TASK OBJECTIVE> Reproduce the material below word for word, leaving the pictures out of your answer.

[Bounding-box records]

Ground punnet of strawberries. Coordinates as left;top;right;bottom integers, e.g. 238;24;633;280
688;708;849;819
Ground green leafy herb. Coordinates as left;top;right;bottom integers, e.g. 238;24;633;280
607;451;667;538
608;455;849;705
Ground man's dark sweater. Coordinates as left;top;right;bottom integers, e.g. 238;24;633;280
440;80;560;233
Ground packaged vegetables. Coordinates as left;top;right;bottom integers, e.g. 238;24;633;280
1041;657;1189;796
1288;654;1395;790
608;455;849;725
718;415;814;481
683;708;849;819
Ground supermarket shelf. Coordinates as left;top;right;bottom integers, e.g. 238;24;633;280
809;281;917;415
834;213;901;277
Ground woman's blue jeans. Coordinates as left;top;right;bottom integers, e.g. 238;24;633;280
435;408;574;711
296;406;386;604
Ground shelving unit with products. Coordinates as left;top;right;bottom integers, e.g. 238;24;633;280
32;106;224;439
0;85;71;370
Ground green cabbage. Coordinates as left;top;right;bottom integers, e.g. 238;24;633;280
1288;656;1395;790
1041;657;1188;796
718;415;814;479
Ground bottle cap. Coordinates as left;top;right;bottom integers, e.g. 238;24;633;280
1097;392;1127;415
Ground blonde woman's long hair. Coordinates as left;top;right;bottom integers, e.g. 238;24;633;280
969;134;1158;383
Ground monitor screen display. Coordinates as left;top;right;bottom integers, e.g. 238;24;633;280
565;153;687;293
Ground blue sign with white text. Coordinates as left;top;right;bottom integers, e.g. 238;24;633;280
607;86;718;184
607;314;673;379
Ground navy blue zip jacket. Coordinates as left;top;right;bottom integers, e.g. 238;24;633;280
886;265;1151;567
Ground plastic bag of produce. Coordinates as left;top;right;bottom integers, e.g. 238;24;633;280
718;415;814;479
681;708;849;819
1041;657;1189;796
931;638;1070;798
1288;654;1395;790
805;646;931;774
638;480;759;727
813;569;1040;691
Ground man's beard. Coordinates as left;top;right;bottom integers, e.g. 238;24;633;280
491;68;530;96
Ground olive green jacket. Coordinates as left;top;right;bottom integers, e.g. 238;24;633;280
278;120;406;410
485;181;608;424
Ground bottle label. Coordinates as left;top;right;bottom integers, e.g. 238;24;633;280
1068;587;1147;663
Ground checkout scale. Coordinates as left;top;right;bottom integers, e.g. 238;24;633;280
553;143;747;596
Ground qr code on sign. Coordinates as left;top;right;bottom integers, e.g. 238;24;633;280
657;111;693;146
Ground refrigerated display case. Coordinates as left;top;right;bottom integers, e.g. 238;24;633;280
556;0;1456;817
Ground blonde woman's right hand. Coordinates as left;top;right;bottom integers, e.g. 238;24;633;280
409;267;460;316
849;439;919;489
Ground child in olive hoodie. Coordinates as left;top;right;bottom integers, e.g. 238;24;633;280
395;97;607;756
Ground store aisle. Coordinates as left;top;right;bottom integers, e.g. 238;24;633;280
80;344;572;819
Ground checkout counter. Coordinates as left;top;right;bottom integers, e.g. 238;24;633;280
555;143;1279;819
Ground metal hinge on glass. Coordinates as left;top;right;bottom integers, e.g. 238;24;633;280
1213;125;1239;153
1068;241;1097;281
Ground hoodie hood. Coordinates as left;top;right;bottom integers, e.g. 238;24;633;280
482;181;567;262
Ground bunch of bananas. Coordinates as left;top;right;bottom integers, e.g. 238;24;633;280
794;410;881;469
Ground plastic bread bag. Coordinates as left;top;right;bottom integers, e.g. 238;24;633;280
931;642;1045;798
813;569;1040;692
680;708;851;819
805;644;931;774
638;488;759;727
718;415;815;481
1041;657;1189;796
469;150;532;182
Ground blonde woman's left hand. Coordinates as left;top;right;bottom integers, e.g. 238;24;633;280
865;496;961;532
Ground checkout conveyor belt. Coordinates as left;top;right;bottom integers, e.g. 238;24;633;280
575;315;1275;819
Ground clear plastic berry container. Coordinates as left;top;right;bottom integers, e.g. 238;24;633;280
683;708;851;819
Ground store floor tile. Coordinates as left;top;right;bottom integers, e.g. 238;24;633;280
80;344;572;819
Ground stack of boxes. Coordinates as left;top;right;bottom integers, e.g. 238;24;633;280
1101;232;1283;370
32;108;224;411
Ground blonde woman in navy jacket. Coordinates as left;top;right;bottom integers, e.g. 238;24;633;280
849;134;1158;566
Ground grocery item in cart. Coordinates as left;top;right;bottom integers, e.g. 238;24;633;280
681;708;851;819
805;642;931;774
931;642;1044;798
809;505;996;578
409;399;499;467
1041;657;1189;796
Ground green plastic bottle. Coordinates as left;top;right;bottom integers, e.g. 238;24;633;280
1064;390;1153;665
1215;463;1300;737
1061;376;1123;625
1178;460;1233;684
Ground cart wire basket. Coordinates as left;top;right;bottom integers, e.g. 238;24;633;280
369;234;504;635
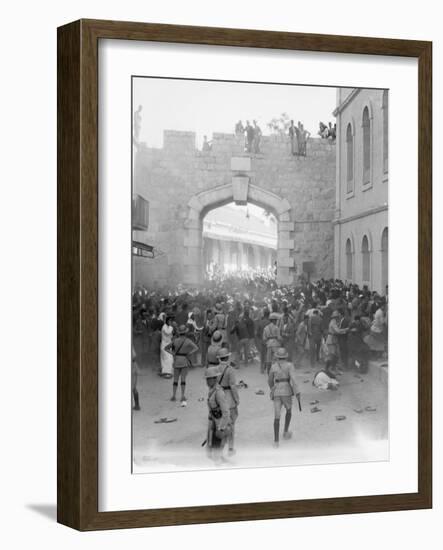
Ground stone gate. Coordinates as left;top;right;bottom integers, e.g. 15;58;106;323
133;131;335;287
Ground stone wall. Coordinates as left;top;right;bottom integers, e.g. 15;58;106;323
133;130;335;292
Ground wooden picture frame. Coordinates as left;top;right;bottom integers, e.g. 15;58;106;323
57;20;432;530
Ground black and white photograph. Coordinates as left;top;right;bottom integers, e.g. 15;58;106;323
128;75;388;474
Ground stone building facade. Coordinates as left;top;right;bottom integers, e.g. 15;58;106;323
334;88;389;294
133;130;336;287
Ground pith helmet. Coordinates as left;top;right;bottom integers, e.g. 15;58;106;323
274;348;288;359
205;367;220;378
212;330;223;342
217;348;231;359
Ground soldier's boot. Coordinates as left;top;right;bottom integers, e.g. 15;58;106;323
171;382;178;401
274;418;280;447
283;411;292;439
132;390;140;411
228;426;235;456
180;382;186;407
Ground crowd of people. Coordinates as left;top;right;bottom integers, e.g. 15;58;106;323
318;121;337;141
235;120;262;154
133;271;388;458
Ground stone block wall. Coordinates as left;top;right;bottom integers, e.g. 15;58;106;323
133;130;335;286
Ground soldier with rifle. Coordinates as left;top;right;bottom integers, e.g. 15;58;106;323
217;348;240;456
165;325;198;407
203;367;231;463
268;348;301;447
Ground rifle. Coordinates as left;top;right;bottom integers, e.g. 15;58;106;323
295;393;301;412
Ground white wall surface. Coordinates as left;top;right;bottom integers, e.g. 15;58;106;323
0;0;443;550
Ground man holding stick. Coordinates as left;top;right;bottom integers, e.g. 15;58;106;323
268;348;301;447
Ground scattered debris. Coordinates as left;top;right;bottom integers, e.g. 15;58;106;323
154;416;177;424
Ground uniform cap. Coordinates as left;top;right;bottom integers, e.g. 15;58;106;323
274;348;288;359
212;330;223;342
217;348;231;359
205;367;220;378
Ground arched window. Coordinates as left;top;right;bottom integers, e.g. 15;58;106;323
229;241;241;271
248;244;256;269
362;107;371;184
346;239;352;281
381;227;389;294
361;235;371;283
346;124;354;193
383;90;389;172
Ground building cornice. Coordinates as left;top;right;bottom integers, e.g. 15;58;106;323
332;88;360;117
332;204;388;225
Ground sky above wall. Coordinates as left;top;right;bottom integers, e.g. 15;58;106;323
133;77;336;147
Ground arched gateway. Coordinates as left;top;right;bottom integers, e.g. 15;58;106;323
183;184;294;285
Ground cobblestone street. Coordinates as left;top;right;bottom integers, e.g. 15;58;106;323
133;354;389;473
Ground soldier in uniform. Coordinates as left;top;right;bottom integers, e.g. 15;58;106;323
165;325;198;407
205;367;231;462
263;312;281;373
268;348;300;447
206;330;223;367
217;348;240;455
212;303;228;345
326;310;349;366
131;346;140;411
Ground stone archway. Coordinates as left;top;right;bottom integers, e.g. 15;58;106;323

FINISHED ANSWER>
Ground punnet of strawberries. Coordinates as left;top;right;bottom integers, e.g. 238;24;633;280
688;708;849;819
Ground green leafy herb. Coordinates as left;top;right;bottom integers, e.g. 238;24;633;280
607;451;667;538
608;455;849;705
Ground man's dark sweater. Coordinates as left;top;right;bottom integers, e.g. 238;24;633;280
440;80;560;233
Ground packaged vegetables. Coordinates as left;top;right;bottom integers, e.g. 238;24;633;280
1041;657;1189;796
1288;654;1395;790
608;455;849;725
718;415;814;481
683;708;849;819
Ground supermarket shelf. Coordinates as left;top;right;bottom integers, e.g. 238;24;633;280
809;281;917;415
834;213;901;277
Ground woman's blue jeans. Coordinates as left;top;right;bottom integers, e.g. 238;24;633;280
435;408;574;711
296;406;386;604
Ground shelving unit with products. Coordinates as left;top;right;bottom integers, e.g. 238;24;633;280
32;106;224;439
0;85;71;370
Ground green cabbage. Coordinates as left;top;right;bottom integers, e.g. 238;24;633;280
1288;656;1395;790
1041;657;1188;796
718;415;814;479
Ground bottle cap. Coordinates as left;top;right;bottom integers, e.g. 238;24;633;280
1097;392;1127;415
Ground blonde woman's long hair. Coordinates as left;top;right;bottom integers, e.g. 238;24;633;280
969;134;1158;383
Ground monitor screen display. Coordinates as left;top;right;bottom integers, e.g. 238;24;633;280
565;153;687;293
Ground blue sign with white text. Coordinates as left;top;right;bottom integers, e.g. 238;24;633;280
607;86;718;184
607;314;673;379
Ground navy blue zip jacket. Coordinates as left;top;right;bottom integers, e.g. 238;24;633;280
886;265;1151;567
Ground plastic bag of produce. Coordinates as left;top;right;bottom integers, e.g. 238;24;633;280
718;415;814;479
681;708;849;819
1041;657;1189;796
931;638;1070;798
1288;654;1395;790
805;646;931;774
638;480;759;727
813;569;1040;691
Ground man's beard. Coordinates as left;top;right;bottom integers, e.g. 238;24;633;280
491;68;530;96
Ground olive green jacket. Coordinates as left;top;right;bottom integers, e.g. 238;24;633;280
278;120;406;410
485;181;608;424
Ground bottle label. Coordinates as left;top;right;bottom integers, e.g. 238;24;633;280
1068;587;1147;663
Ground checkout scale. Coordinates as left;top;right;bottom integers, e.g. 238;24;633;280
553;143;747;596
Ground qr code on sign. Coordinates as left;top;right;bottom integers, e.g. 238;24;633;280
657;111;693;146
Ground refrigerated display case. Coordinates as left;top;right;bottom integers, e.g. 238;24;633;280
556;0;1456;817
Ground blonde woman's right hand. Coordinates as left;top;right;bottom integers, e.g. 238;24;633;280
409;267;460;316
849;439;919;489
Ground child in olive hoodie. Coordinates as left;top;right;bottom integers, e.g. 238;24;633;280
395;97;607;756
Ground store aisle. Coordinates as left;top;right;bottom integers, e.g. 238;24;633;280
80;344;572;819
Ground checkout counter. Coordinates as left;top;right;bottom integers, e.g. 238;24;633;280
555;143;1279;819
Ground metal hinge on glass. Coordinates as left;top;right;bottom integers, e.g. 238;24;633;280
1213;125;1239;153
1068;241;1097;281
Ground hoodie hood. Coordinates as left;top;right;bottom integers, e.g. 238;24;633;280
482;181;567;262
Ground bunch of bananas. Coordinates as left;top;right;bottom integers, e.g. 238;24;633;280
794;410;881;469
Ground plastic bread bag. Coordinates as left;top;right;bottom integers, e.g. 238;24;633;280
931;642;1045;798
813;569;1040;692
680;708;851;819
805;644;931;774
638;488;759;727
718;415;815;481
1041;657;1189;796
469;150;532;182
Ground blonde woman's left hand. Coordinates as left;top;right;bottom integers, e.g. 238;24;633;280
865;496;961;532
Ground checkout conveyor belt. Coordinates as left;top;right;bottom integers, e.g. 238;24;633;280
575;315;1275;819
Ground clear plastic berry container. Coordinates as left;top;right;bottom integers, e.g. 238;24;633;280
683;708;851;819
Ground store floor tile. Coordinates as left;top;right;bottom integers, e.g. 238;24;633;280
80;344;572;819
Ground stack of boxes. Coordinates as left;top;right;bottom integers, e.g. 238;24;633;280
1101;232;1283;370
32;108;224;411
Ground blonde woman in navy jacket. Coordinates as left;top;right;bottom integers, e.g. 238;24;633;280
849;134;1158;566
Ground grocery item in cart. Coordinates as left;top;right;bottom integers, e.g. 238;24;633;280
681;708;851;819
805;642;931;774
931;642;1044;798
809;505;996;578
409;399;499;467
1041;657;1189;796
Ground green plastic bottle. Coordinates as left;top;right;bottom integers, e.g. 238;24;633;280
1064;390;1153;665
1215;463;1300;737
1061;376;1123;625
1178;460;1233;684
Ground cart wire basket. Coordinates as left;top;right;bottom integers, e.g. 238;24;633;280
369;234;504;635
Ground stone gate. Coordinates as left;top;right;bottom integers, e.g. 15;58;106;323
133;131;335;287
Ground stone wall. Coordinates as left;top;right;bottom integers, e.g. 15;58;106;323
133;130;335;292
Ground wooden picture frame. Coordinates as left;top;right;bottom integers, e.g. 15;58;106;323
57;20;432;530
Ground black and white photograph. Coordinates as left;top;right;bottom integers, e.g. 15;58;106;323
128;75;388;474
Ground stone building facade. Coordinates as left;top;right;bottom integers, e.g. 15;58;106;323
334;88;389;294
133;130;336;287
Ground pith helmet. Coordinates as left;top;right;bottom integers, e.g. 15;58;106;323
274;348;288;359
205;367;220;378
212;330;223;342
217;348;231;359
Ground soldier's boot. Coordinates as left;top;right;bottom integers, e.g. 15;58;106;323
171;382;178;401
274;418;280;447
283;411;292;439
132;390;140;411
228;426;235;456
180;382;186;407
Ground crowd of people. Coordinates as left;top;right;bottom integers, e.g. 15;58;106;323
318;121;337;141
235;120;262;154
133;271;388;458
Ground stone block wall. Coordinates as left;top;right;bottom integers, e.g. 15;58;106;323
133;130;335;286
Ground soldier with rifle. Coordinates as left;top;right;bottom integers, e.g. 15;58;106;323
217;348;240;456
165;325;198;407
203;367;231;463
268;348;301;447
Ground rifle. Coordinates as left;top;right;bottom integers, e.g. 15;58;106;323
295;393;301;412
Ground white wall surface. Coordinates as left;top;right;bottom integers, e.g. 15;58;106;323
0;0;443;550
Ground man holding stick. Coordinates as left;top;right;bottom integers, e.g. 15;58;106;323
268;348;301;447
Ground scattered debris. Coordinates as left;top;right;bottom integers, e.g. 15;58;106;323
154;416;177;424
Ground uniform cap. Coordinates as left;top;right;bottom integers, e.g. 15;58;106;323
274;348;288;359
212;330;223;342
217;348;231;359
205;367;220;378
Ground arched window. Coordinates as left;top;right;bottom integers, e.g. 15;58;106;323
229;241;241;271
248;244;256;269
362;107;371;184
346;239;352;281
381;227;389;294
361;235;371;283
346;124;354;193
383;90;389;172
Ground building cornice. Coordinates as left;top;right;bottom integers, e.g. 15;58;106;323
332;88;360;117
332;204;388;225
Ground sky above wall. Coordinates as left;top;right;bottom integers, e.g. 15;58;106;323
133;77;336;147
Ground arched gateway. Coordinates as left;top;right;bottom integers, e.g. 15;58;106;323
183;184;294;285
Ground cobblestone street. Coordinates as left;top;right;bottom integers, e.g. 15;58;106;323
133;354;389;473
Ground soldier in uniform. Coordinates as left;top;right;bottom integers, e.g. 15;58;106;323
165;325;198;407
205;367;231;462
263;312;281;373
268;348;300;447
206;330;223;367
217;348;240;455
212;303;228;345
326;310;349;366
131;346;140;411
Ground stone archway. Coordinates as left;top;right;bottom integers, e.g. 15;58;106;323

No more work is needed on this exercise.